— start of RAW DATA —
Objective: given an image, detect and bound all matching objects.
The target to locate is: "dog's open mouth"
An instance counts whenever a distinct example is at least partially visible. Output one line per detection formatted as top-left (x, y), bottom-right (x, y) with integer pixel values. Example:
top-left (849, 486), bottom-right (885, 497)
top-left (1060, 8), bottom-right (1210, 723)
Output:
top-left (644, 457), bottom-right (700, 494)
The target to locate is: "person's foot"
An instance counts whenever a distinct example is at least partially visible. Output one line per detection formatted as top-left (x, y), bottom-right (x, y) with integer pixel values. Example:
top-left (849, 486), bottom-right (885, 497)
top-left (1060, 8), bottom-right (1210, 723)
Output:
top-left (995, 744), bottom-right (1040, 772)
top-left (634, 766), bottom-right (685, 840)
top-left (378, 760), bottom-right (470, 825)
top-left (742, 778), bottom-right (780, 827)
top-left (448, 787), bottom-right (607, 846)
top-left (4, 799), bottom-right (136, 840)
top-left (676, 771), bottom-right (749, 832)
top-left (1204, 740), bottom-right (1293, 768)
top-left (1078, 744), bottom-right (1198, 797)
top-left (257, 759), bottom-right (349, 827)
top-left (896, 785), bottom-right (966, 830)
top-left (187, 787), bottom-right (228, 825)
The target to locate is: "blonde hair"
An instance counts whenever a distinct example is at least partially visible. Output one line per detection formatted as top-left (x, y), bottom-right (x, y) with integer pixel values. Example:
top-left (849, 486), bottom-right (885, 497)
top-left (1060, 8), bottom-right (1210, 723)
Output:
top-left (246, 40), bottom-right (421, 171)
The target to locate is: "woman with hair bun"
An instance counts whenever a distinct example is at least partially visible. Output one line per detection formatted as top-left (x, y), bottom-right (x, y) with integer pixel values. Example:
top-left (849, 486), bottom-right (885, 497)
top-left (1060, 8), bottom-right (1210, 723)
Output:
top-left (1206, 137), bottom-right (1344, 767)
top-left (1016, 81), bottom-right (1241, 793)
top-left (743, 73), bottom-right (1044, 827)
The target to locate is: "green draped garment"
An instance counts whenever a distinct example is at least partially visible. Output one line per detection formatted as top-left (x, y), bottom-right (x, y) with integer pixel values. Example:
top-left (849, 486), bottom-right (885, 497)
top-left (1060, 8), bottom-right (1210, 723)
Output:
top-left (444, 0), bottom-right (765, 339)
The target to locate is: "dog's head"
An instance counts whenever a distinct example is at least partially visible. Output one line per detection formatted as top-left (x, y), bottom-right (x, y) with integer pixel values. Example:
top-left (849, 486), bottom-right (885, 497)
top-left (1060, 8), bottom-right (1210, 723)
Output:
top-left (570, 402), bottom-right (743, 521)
— end of RAW DATA —
▸ **TASK STATEMENT**: Turn the listing above into a Markdown table with two columns, No. and Entry. Give each non-blank line its own row, numbered in order.

▸ **WORKED SOLUTION**:
| No. | Entry |
|---|---|
| 1 | Objective: given an image, detect and bound all matching objects. |
| 2 | The target to locate is: "dog's open mouth" |
| 3 | An instance counts whenever a distinct example is at least partially visible. Output one line per detection formatted as top-left (x, y), bottom-right (x, y) with integer pixel values. Example: |
| 4 | top-left (849, 486), bottom-right (885, 497) |
| 5 | top-left (1060, 8), bottom-right (1210, 723) |
| 6 | Output: |
| 7 | top-left (644, 457), bottom-right (700, 494) |
| 8 | The target to locate is: "person's foot" |
| 9 | An instance counts whenever a distinct example is at least partially visible. Output one line per detection formatted as top-left (x, y), bottom-right (x, y) with integer pixel values. Example: |
| 10 | top-left (849, 486), bottom-right (885, 497) |
| 11 | top-left (1060, 8), bottom-right (1210, 723) |
| 12 | Output: |
| 13 | top-left (995, 744), bottom-right (1040, 772) |
| 14 | top-left (634, 766), bottom-right (685, 840) |
| 15 | top-left (378, 760), bottom-right (470, 825) |
| 16 | top-left (742, 778), bottom-right (780, 827) |
| 17 | top-left (448, 787), bottom-right (607, 846) |
| 18 | top-left (4, 799), bottom-right (136, 840) |
| 19 | top-left (676, 771), bottom-right (749, 832) |
| 20 | top-left (1204, 740), bottom-right (1293, 768) |
| 21 | top-left (1078, 744), bottom-right (1198, 797) |
| 22 | top-left (257, 759), bottom-right (349, 827) |
| 23 | top-left (896, 785), bottom-right (966, 830) |
| 24 | top-left (187, 787), bottom-right (228, 825) |
| 25 | The target to locate is: "blonde hair" |
| 26 | An instance counts whenever a distinct example is at least partially visible. Output one line per detection formatted as top-left (x, y), bottom-right (x, y) with integer pixel values. Example: |
| 27 | top-left (849, 486), bottom-right (885, 497) |
| 28 | top-left (1060, 8), bottom-right (1210, 723) |
| 29 | Output: |
| 30 | top-left (246, 40), bottom-right (421, 171) |
| 31 | The target to locate is: "woman with hair bun" |
| 32 | An instance counts whenever a distinct example is at least partially visible. Output one line per detection formatted as top-left (x, y), bottom-right (x, y) with integer pixel values. Example: |
| 33 | top-left (849, 486), bottom-right (885, 497) |
| 34 | top-left (1060, 8), bottom-right (1210, 723) |
| 35 | Output: |
| 36 | top-left (1206, 137), bottom-right (1344, 767) |
| 37 | top-left (1016, 81), bottom-right (1241, 793) |
| 38 | top-left (743, 73), bottom-right (1044, 827) |
| 39 | The target to locate is: "green draped garment" |
| 40 | An instance counts whenever a distinct example is at least partially visible. Output one line per detection formatted as top-left (x, y), bottom-right (x, y) with integer pixel values. Example: |
| 41 | top-left (849, 486), bottom-right (885, 497) |
| 42 | top-left (1060, 8), bottom-right (1210, 723) |
| 43 | Output: |
| 44 | top-left (444, 0), bottom-right (765, 339) |
| 45 | The target to locate is: "dog's head" |
| 46 | An instance counts whenever a distinct example is at least partially visible. Output one line per detection formatted as top-left (x, y), bottom-right (x, y) with integer pixel values. Example: |
| 47 | top-left (849, 486), bottom-right (885, 497) |
| 48 | top-left (1060, 8), bottom-right (1210, 723) |
| 49 | Output: |
| 50 | top-left (570, 402), bottom-right (743, 521) |